● Input material

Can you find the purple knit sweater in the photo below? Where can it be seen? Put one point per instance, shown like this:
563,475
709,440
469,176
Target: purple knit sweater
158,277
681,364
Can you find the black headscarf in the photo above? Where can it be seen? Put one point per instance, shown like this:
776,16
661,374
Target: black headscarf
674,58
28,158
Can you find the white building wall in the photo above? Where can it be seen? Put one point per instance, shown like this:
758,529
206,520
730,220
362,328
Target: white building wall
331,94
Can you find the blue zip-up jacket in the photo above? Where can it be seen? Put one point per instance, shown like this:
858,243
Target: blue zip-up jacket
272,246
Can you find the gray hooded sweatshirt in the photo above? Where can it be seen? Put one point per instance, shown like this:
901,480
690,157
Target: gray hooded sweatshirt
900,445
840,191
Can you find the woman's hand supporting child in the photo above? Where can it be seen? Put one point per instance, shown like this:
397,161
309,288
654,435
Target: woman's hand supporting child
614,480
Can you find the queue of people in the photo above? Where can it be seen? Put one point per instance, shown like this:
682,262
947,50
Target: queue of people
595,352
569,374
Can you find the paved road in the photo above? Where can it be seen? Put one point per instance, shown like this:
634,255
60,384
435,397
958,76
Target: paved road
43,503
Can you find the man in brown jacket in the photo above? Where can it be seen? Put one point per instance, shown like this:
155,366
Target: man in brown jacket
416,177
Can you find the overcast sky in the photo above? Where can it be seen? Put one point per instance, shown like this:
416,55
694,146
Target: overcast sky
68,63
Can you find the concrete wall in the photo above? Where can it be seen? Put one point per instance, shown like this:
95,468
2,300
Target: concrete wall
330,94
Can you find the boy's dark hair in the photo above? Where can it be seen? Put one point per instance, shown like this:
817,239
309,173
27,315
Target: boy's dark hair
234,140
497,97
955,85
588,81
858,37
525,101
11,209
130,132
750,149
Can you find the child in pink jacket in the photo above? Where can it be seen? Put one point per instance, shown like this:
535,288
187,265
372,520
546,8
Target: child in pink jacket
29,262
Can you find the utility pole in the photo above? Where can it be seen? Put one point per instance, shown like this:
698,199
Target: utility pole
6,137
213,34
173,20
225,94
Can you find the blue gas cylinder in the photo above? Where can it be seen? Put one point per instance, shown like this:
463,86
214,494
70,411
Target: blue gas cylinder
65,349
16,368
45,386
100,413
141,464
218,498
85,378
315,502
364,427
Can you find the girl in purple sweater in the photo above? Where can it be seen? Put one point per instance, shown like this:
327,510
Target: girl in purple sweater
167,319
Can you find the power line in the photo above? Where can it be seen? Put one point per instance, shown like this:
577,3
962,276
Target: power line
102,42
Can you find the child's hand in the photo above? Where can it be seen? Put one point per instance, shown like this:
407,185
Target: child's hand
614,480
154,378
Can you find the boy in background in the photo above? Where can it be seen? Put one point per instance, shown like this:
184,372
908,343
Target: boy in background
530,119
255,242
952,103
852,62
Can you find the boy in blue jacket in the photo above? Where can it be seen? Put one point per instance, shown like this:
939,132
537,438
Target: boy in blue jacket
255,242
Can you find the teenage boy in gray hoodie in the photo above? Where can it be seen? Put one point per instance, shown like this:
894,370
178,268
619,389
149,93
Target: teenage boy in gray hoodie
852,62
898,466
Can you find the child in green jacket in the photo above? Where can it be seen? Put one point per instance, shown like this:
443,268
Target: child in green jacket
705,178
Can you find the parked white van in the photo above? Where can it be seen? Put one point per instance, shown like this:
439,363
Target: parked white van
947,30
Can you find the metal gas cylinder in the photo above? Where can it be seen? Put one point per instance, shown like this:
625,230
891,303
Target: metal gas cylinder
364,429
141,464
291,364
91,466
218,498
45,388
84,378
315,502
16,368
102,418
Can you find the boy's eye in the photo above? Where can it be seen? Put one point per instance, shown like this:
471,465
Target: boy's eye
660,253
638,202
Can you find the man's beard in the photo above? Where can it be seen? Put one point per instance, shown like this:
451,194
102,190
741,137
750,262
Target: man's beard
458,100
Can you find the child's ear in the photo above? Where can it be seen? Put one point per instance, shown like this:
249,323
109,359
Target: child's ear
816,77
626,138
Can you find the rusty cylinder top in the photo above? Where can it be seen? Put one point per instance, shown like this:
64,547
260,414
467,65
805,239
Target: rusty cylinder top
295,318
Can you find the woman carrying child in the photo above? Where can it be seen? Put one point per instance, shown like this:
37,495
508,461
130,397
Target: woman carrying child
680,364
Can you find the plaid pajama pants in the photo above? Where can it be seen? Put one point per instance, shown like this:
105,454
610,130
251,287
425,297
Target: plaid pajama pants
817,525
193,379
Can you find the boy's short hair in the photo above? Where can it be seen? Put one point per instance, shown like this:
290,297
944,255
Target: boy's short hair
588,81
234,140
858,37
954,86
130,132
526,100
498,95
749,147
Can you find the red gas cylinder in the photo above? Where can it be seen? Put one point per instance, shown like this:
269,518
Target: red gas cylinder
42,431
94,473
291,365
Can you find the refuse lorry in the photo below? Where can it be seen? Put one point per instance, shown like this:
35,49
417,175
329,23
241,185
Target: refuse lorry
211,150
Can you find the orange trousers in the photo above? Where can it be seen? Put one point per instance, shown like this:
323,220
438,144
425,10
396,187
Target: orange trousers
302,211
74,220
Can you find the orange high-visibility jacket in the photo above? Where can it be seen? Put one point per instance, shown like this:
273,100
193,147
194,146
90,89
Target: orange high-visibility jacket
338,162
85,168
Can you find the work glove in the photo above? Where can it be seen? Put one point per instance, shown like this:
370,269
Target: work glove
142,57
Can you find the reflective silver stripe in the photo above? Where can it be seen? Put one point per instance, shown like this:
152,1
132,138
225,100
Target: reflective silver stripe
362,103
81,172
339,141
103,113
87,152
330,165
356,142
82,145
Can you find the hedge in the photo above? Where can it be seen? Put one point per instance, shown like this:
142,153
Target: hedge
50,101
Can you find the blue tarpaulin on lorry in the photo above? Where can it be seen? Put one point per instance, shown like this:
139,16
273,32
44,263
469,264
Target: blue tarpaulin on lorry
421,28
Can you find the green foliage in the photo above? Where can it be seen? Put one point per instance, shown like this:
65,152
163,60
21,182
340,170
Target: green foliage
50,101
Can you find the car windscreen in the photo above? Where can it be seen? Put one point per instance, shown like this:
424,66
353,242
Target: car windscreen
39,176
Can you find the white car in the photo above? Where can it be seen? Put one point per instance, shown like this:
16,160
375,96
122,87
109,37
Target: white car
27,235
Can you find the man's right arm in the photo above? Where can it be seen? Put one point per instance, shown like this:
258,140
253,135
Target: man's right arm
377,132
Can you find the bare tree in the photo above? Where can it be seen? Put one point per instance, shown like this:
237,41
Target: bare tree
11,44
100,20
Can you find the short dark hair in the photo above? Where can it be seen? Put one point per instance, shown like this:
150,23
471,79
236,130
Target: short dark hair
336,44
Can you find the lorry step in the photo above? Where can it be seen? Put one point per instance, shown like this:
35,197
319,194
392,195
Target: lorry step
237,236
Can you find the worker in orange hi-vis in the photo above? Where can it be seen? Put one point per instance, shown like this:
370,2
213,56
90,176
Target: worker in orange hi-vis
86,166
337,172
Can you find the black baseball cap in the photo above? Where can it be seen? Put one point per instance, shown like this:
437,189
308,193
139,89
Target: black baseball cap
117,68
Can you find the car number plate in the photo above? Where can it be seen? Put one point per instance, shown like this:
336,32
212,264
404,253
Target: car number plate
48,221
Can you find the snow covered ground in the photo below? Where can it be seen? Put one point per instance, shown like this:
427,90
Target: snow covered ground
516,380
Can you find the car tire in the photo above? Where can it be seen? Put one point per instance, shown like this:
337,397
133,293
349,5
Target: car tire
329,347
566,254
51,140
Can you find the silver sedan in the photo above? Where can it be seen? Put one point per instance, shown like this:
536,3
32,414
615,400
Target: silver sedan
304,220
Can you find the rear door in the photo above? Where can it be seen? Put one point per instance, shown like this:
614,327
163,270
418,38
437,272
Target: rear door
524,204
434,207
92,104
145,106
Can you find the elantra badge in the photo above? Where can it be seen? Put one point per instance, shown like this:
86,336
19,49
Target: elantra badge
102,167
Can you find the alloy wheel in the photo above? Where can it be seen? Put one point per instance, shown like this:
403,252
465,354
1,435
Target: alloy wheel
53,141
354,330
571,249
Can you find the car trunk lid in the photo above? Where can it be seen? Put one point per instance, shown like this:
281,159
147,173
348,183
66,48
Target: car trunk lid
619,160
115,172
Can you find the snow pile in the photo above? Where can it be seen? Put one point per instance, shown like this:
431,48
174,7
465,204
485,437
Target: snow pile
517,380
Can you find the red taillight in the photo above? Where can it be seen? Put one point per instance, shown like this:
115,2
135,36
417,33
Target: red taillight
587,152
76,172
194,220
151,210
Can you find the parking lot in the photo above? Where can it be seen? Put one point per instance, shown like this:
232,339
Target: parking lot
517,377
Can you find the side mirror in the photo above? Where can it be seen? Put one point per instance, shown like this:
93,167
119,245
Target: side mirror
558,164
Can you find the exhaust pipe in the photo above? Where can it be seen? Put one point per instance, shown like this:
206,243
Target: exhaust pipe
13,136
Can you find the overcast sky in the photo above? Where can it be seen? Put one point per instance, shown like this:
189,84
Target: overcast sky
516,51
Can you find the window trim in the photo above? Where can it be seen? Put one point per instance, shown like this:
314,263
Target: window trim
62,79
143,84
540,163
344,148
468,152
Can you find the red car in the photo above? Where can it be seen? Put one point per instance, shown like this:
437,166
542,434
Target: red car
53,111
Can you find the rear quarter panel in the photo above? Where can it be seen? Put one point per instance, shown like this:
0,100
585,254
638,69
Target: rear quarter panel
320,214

● Required action
Write out the listing's lines exactly, from its first line through the line that contains "Can you find the white building", and stop there.

● Answer space
Can you find the purple knit sweater in the photo below? Where can it be seen? Put one point per instance, shown like this:
563,475
709,440
469,176
Target: purple knit sweater
158,277
681,364
Can you find the black headscarf in the photo above? Where can it be seen? Put one point per instance, shown like this:
776,16
661,374
Target: black headscarf
674,58
28,158
Can you find the white building wall in the photo above? Where can it be seen? Put one point per instance, shown like this:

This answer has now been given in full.